[start Source data]

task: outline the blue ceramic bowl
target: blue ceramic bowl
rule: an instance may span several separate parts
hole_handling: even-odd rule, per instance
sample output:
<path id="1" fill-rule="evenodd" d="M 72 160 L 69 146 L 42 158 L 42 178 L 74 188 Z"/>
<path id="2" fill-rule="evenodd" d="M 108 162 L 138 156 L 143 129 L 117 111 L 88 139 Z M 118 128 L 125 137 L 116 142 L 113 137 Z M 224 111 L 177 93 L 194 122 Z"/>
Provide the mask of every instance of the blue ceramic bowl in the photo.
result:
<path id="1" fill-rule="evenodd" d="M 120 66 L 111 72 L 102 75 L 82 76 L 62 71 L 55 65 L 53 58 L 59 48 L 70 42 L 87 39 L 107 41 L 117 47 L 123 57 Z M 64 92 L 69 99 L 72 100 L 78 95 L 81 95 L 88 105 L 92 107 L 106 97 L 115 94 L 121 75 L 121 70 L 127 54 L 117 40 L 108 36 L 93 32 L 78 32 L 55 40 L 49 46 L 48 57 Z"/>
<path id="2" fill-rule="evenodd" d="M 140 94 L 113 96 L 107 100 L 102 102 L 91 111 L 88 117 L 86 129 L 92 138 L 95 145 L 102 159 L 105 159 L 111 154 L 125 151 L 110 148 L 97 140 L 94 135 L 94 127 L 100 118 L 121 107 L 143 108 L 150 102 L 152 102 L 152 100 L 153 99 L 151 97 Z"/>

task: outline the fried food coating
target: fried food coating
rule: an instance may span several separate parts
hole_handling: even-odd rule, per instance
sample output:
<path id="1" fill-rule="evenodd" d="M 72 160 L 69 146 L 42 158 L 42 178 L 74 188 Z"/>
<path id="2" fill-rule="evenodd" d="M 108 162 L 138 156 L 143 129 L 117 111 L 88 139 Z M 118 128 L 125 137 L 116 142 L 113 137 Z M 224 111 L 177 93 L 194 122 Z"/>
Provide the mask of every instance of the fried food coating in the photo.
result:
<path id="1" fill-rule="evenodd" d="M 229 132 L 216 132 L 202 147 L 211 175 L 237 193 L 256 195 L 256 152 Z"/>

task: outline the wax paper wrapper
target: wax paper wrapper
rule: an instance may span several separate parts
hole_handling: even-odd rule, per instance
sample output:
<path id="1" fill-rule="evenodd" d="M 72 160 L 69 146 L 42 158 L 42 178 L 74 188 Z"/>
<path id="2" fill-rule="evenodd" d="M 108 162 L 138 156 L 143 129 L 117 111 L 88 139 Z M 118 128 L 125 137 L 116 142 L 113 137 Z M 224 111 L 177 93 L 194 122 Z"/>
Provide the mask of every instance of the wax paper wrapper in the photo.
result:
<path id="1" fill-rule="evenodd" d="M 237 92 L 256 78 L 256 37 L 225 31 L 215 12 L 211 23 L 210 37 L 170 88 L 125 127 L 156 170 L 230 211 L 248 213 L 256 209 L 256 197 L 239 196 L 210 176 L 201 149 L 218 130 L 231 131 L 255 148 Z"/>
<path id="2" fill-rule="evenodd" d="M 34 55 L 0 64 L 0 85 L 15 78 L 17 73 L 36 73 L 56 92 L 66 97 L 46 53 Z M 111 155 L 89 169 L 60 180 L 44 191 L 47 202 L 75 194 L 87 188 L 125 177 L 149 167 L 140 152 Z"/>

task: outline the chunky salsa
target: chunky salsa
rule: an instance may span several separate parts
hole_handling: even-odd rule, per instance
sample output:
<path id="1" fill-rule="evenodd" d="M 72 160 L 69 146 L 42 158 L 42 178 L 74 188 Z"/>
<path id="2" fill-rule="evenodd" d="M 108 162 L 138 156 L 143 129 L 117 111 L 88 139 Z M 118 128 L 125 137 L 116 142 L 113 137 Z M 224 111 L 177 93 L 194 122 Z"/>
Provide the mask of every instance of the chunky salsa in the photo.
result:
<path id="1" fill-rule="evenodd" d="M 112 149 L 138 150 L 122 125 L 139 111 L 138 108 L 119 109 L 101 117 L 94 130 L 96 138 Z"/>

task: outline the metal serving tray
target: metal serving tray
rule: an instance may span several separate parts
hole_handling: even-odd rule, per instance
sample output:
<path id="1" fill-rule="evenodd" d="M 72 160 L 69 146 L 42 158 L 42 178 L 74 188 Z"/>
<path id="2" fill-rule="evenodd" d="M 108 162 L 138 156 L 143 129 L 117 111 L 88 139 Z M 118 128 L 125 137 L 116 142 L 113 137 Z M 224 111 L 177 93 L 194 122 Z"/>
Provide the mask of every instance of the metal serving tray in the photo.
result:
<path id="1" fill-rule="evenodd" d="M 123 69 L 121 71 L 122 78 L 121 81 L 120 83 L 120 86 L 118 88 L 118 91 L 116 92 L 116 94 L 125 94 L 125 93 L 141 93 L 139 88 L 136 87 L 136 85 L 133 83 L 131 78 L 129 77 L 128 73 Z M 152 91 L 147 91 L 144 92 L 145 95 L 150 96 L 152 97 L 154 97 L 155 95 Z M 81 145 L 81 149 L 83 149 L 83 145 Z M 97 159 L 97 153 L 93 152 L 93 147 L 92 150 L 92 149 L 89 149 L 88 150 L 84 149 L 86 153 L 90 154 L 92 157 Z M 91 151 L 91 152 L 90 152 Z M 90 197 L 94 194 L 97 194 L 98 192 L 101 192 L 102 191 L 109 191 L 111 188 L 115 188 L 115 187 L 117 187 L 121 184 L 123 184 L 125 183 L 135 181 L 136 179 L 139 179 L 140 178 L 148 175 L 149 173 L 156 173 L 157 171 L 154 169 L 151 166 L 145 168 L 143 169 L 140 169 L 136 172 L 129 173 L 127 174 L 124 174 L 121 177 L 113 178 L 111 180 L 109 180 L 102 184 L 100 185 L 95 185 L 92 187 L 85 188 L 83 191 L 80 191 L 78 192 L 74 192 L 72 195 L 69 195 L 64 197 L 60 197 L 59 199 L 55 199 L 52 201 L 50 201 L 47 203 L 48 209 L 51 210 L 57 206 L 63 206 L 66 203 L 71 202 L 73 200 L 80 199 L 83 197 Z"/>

[end Source data]

* _Required task_: Rewrite the lines between the one holding "task: outline the chunky salsa" and the one holding "112 149 L 138", inclusive, renaming "chunky salsa" to "pico de gallo" throughout and changing nothing else.

* _Answer to this task_:
task: outline the pico de gallo
target: pico de gallo
rule: an instance may span several separate parts
hole_handling: even-odd rule, per instance
sample output:
<path id="1" fill-rule="evenodd" d="M 72 160 L 69 146 L 42 158 L 42 178 L 74 188 Z"/>
<path id="2" fill-rule="evenodd" d="M 108 162 L 138 156 L 143 129 L 117 111 L 88 139 Z M 118 128 L 125 137 L 116 142 L 113 137 Z M 224 111 L 177 93 L 194 122 Z"/>
Provide the mask of every instance of the pico de gallo in the photo.
result:
<path id="1" fill-rule="evenodd" d="M 112 149 L 138 150 L 122 125 L 139 111 L 138 108 L 119 109 L 101 117 L 94 130 L 96 138 Z"/>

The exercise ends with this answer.